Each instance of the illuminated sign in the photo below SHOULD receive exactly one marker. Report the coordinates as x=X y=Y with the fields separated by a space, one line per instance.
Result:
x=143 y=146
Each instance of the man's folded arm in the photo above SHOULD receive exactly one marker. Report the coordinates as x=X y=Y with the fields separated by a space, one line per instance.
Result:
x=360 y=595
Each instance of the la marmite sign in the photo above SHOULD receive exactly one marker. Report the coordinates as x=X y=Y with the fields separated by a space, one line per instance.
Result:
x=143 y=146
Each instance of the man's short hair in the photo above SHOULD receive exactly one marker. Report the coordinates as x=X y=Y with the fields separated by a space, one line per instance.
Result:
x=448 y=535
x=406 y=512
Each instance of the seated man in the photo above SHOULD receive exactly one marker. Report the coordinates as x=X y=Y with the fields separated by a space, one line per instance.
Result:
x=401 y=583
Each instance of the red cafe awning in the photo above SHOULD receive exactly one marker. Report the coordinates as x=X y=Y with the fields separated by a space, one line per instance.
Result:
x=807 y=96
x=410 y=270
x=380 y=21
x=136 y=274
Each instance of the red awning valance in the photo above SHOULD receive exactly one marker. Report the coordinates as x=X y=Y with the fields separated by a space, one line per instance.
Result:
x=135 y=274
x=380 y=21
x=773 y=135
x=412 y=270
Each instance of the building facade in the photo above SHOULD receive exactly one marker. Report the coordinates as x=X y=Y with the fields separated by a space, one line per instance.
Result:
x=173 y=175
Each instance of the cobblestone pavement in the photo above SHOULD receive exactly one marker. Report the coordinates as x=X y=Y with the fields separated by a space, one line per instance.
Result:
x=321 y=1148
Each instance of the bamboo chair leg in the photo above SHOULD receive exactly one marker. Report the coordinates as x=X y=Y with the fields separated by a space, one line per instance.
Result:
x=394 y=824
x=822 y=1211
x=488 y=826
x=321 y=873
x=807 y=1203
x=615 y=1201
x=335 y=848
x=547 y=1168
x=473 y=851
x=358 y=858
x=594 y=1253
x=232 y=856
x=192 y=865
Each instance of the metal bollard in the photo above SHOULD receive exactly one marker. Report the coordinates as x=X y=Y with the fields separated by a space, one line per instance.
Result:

## Written exercise:
Reproduce the portion of the listing that begins with the line containing "Each instance of the metal" and runs through the end of the listing, substituting "iron bollard" for "metal bollard" and leaving all other text unchanged.

## Response to this task:
Each instance of the iron bollard in the photo above SHOULD receive exactly one marker. Report the coordinates as x=X y=Y with the fields separated by a space, one line per instance.
Result:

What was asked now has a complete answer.